(Excerpt provided):
= Beginning of Section =
Neurologic deficits after carotid endarterectomy (CEA) are rare, occurring in up to 5% of patients (1–3). Hemodynamic cerebral ischemia due to hemispheric hypoperfusion during internal carotid artery (ICA) clamping and the generation of emboli from the surgical site play significant roles in the development of new cerebral ischemic events, including new neurologic deficits and new cerebral ischemic lesions on diffusion-weighted MRI (DWI) after CEA (4–11). Cerebral hyperperfusion syndrome is also a complication after CEA and is characterized by unilateral headache, face and eye pain, seizure, and focal symptoms that occur secondary to cerebral edema or intracerebral hemorrhage (12–15). In addition, recent studies have demonstrated that post-CEA hyperperfusion, even when asymptomatic, causes postoperative cortical neural damage that results in postoperative cognitive impairment (16–18).
Risk factors for the development of cerebrovascular complications associated with CEA include preoperative impairments in cerebral hemodynamics (19–24). Several investigators have demonstrated that a decrease in cerebrovascular reactivity (CVR) to acetazolamide, as measured using SPECT, predicts postoperative new cerebral ischemic events due to hemispheric hypoperfusion during ICA clamping (19) or emboli from the surgical site (20), or post-CEA hyperperfusion (22–24). However, acetazolamide is associated with frequent and various adverse side effects, including metabolic acidosis, hypokalemia, numbness of the extremities, headache, tinnitus, gastrointestinal disturbances, and Stevens–Johnson syndrome (25,26). In fact, 1 study demonstrated that 63% of patients who underwent a SPECT study with acetazolamide challenge developed adverse effects between 1 and 3 h after administration of acetazolamide, and these symptoms lasted for 0.5–72 h (27) and frequently affected patients’ activities of daily living, including the ability to engage in their jobs (27). Thus, it would be beneficial to develop a different SPECT method of predicting the cerebrovascular complications associated with CEA that does not require administration of acetazolamide.
= End of Section =
(Records):
= Beginning of Section =
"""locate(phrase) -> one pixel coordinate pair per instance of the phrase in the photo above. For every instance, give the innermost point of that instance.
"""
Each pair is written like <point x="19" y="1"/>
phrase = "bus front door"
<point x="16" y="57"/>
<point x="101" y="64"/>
= End of Section =
(Work instruction 1): Which adverse side effects of acetazolamide does the excerpt on carotid endarterectomy list?
(Work instruction 2):
Does the excerpt on carotid endarterectomy agree with each statement below? Answer yes or no for each and quote the deciding words.
(a) Neurologic deficits after the procedure occur in up to 5% of patients.
(b) Post-procedure hyperperfusion causes cortical neural damage only when it produces symptoms.
(c) In one study, adverse effects appeared within the first hour after acetazolamide was given.
(Work instruction 3): Continue the excerpt on carotid endarterectomy from its final sentence.

(Response box 1):
- metabolic acidosis
- hypokalemia
- numbness of the extremities
- headache
- tinnitus
- gastrointestinal disturbances
- Stevens–Johnson syndrome

(Response box 2):
(a) Yes: "rare, occurring in up to 5% of patients"
(b) No: "even when asymptomatic, causes postoperative cortical neural damage"
(c) No: "developed adverse effects between 1 and 3 h after administration of acetazolamide"

(Response box 3):
The distribution of central benzodiazepine receptors in the cerebral cortex of the human brain has been widely studied with SPECT using 123I-iomazenil (123I-IMZ) (28–31). Central benzodiazepine receptor binding potential (CBRBP) on 123I-IMZ SPECT images is associated with neural density in the cerebral cortex, and a reduction in cortical CBRBP indicates cortical neural damage or loss (29–31). In the cerebral cortex with reduced CBRBP, cerebral metabolic rate of oxygen (CMRO2) probably decreases in proportion to the degree of neuronal damage. In fact, CBRBP images on 123I-IMZ SPECT reportedly correlate with CMRO2 images on PET in the cerebral cortex in patients with carotid artery occlusive diseases (32,33). Because oxygen extraction fraction (OEF), one of the key parameters of cerebral hemodynamics (34,35), is a function of CMRO2 and cerebral blood flow (CBF), CBRBP/CBF may reflect OEF. Indeed, a recent study has demonstrated that CBRBP/CBF images on SPECT correlate with OEF images on PET and provide high sensitivity and high specificity for detecting misery perfusion in the cerebral cortex in patients with chronic unilateral major cerebral artery occlusive disease (33).
Therefore, the aim of the present study was to determine whether preoperative CBRBP/CBF images on SPECT could identify patients at risk for new cerebral ischemic events or cerebral hyperperfusion after CEA and to compare the predictive accuracy of CBRBP/CBF with that of CVR to acetazolamide on SPECT.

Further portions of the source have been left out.